PAGE EXTRACT =

* begin *

I led a double life my senior year at Edsel Ford High School. I was President of Student Council, a straight A student who banged up the College Boards, and an enthusiastic participant in school and local theater. At the same time, I had hot sex with my boyfriend, went to parties at Wayne State University where he was in a fraternity, and drank beer. On a lark, we once went to a strip club in Detroit where I saw a teacher from my school in the audience. The teacher and I averted our eyes and pretended we hadn’t seen each other. It remained our secret.

I loved Jack as a 17 year old loves, but dreamed of a bigger life.  When I was offered a scholarship to Cornell, I had no doubt. Mom prepared to leave for a new teaching job in England. She also longed for more and wanted to see the world. By summer’s end, I broke up with Jack and packed my suitcases to move to Ithaca. Mom’s dreams and rules had become my own.

How did you manage the balance of freedom and rules in high school? Did you rebel, capitulate, or find a compromise? For another post about my mother, see “My Mother’s Blessing.”

10 Comments
  1. Although I am of another generation, my unspoken message from my mother was the same. Well, it was unspoken until she found a condom and quickly had me on oral birth control pills. I fulfilled her expectation of a driven academic career, and remained nulliparous until I was married. I was also not lost to the party side of life, and sneaking with my boyfriend in the basement and the car, and the park:) But, I suppose in retrospect, I couldn’t have asked for a better balance. I would not have given anything in exchange for the experimental part of my life, just as I was driven in my academic life. Interesting how in society it equals a ‘double’ life, instead of a full one. Maybe a difference in gender, maybe not. Even with my girls, I can only hope that they go for the full one…of course, without getting pregnant before their time:)

    • Thanks for your stories, Jess, and for responding to my post. Sounds like we agree that our mother’s rules served us well. Oral birth control pills were just becoming available when I was a teenager, and I switched to them in college (nasty, strong hormonal doses used then). I only had a few boyfriends before meeting my husband and met him when I was a student at Cornell, so my mother’s approach worked for me. Sexuality is more scary now. There were few risks associated other than pregnancy when I was young. I like your thoughts about leading a full life rather than a double one. Yes, definitely a gender issue in the early 1960s, although much had changed by 1970. By then I was 25, married, and pregnant with my first child. Those two bright eyed beautiful girls will test you and their dad, but it’s wonderful they have a mom who talks straight with them about sex and the open possibilities of life.

  2. Thanks for this honest story, Elaine. Think how differently your life might have turned out of you were pregnant at 17. Kudos to your mother for bringing up birth control. My mother never discussed such things with me, but I had the talk with my daughter when she was 12. My grandson, who is 17, cringed when his mother and I brought it up before he went to the prom.

* end *

[A sequence of records]
* begin *

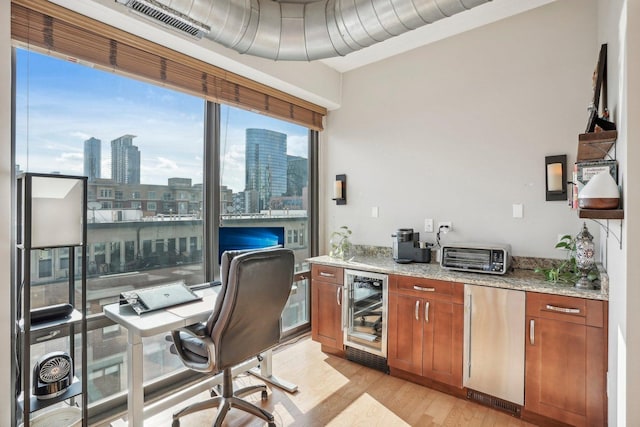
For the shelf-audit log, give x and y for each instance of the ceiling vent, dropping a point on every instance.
(298, 30)
(167, 16)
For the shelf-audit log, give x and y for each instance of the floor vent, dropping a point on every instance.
(494, 402)
(367, 359)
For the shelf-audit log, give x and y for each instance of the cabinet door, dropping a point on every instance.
(563, 370)
(326, 313)
(442, 345)
(404, 341)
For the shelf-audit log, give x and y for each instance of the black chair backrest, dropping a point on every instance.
(255, 288)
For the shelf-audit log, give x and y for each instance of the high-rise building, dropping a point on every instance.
(265, 166)
(92, 158)
(125, 160)
(297, 175)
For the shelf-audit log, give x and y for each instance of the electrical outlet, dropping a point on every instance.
(445, 226)
(518, 210)
(428, 225)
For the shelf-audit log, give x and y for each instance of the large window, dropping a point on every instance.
(264, 175)
(142, 148)
(138, 139)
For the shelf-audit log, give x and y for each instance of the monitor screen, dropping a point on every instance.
(241, 238)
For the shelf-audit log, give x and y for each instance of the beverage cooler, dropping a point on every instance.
(365, 311)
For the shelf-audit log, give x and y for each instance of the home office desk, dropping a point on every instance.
(161, 322)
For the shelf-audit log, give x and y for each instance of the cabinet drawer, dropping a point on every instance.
(327, 273)
(567, 309)
(431, 288)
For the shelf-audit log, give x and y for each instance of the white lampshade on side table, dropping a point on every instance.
(601, 192)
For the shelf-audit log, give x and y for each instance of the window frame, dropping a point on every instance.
(211, 192)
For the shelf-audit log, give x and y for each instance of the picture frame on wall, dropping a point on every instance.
(599, 86)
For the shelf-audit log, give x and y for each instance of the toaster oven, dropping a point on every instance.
(474, 257)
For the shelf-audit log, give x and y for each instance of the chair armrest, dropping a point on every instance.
(197, 330)
(190, 337)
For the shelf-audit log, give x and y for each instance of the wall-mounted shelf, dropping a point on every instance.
(601, 213)
(595, 145)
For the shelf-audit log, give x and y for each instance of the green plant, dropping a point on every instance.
(340, 244)
(567, 270)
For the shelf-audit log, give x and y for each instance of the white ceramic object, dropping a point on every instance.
(601, 192)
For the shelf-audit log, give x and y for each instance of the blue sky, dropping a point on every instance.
(60, 104)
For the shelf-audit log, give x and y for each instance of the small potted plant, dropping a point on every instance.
(340, 244)
(566, 271)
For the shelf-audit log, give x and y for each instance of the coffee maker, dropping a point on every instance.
(406, 247)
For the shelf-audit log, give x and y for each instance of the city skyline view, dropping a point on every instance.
(167, 124)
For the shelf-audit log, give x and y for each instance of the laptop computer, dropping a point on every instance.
(158, 297)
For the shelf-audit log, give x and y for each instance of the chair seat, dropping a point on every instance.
(194, 349)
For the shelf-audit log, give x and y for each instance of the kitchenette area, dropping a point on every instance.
(507, 339)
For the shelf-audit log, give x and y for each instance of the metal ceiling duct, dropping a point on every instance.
(304, 30)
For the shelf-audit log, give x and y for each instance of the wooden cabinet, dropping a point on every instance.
(326, 306)
(566, 359)
(426, 328)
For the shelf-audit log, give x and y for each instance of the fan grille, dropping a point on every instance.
(55, 369)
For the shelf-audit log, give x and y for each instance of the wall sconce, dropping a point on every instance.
(556, 177)
(340, 190)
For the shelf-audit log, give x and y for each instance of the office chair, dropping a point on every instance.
(244, 323)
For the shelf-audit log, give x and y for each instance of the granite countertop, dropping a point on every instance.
(520, 279)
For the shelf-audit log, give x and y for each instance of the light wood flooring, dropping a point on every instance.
(336, 392)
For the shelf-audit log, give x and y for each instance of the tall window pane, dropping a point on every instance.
(141, 147)
(264, 165)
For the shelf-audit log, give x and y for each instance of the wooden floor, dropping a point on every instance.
(336, 392)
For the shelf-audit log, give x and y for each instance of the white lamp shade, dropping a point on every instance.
(601, 192)
(56, 211)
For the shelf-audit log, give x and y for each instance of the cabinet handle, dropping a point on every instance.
(426, 312)
(48, 336)
(532, 332)
(563, 309)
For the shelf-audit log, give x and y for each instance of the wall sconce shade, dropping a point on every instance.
(556, 177)
(340, 190)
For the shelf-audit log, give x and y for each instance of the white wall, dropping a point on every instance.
(5, 213)
(619, 27)
(458, 131)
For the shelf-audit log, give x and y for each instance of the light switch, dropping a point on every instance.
(518, 210)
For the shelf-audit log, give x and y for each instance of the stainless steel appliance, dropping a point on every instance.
(406, 247)
(479, 258)
(365, 311)
(494, 329)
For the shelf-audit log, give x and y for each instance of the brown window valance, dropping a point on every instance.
(47, 26)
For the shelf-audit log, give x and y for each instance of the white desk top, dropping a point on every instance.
(158, 322)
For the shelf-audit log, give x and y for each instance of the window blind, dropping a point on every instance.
(44, 25)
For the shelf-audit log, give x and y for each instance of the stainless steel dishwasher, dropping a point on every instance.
(494, 339)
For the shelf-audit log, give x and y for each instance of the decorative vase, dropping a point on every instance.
(585, 257)
(341, 247)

* end *

TASK INSTRUCTIONS =
1 – Render this sentence from the high school memoir in Spanish: "When I was offered a scholarship to Cornell, I had no doubt."
2 – Carry the high school memoir forward from its final sentence.
None of this data is needed.

SET OF ANSWERS =
1 – Cuando me ofrecieron una beca para Cornell, no tuve ninguna duda.

2 –
    • Yes, Lynne, my mom did me a great favor and without embarrassment on either of our parts. She began discussing this with me when I reached puberty at 12 and was relaxed about helping me understand what was happening to my body. Her mother hadn’t told her a thing and she was terrified and traumatized by her first period. Vic talked to my sons and I think there was cringing on their part, but I hope all parents dive into these discussions. Thanks for telling me your experience.

  3. I missed out on the mother-daughter talks. But I was so busy with my artwork that my mother had nothing to worry about. Oh, okay – I did have a boyfriend who was in college when I was in high school. But mom made sure to meet him and give him the evil eye that said, “Don’t mess with my daughter.” I think it was probably that same look that kept me working so much on my paintings and homework.

    • Wow, Robin. My mom was unusual in her willingness to discuss sexuality. I hear of some women who hand their daughter a book. Sounds like you had nothing at all.

  4. Wow, your experience was so different from mine. And wow, that photo….!

  5. I actually have been very open with my daughter about sex. I told her in very small, limited details when she was 7, almost 8. I felt that in the light of the Sanduski scandal, that education was a form of protection for her. I had been contemplating what to say, when she gave me an opener. “Mommy, I dreamt that I was pregnant last night”, so I said, “Really, and do you know how you get pregnant?” And so the concise explanation went. She countered with, “Mommy, I feel a little nauseous about this.” As you should, I told her b/c this was an adult thing to do. Since then, she has come to me with a lot of questions, to which I give basic, concise answers. I know that she will always come to me first, b/c she heard it from me. I feel that it’s one of my better mom moments:) and decisions.

    • Wow, Jess. Will you be my mom? My mom was good at this, but you are fantastic. I remember first hearing about intercourse and wondering how anyone could stand doing that. How nice to know this is natural, too, and to have someone who will hear your questions. Then hormones change that attitude fast.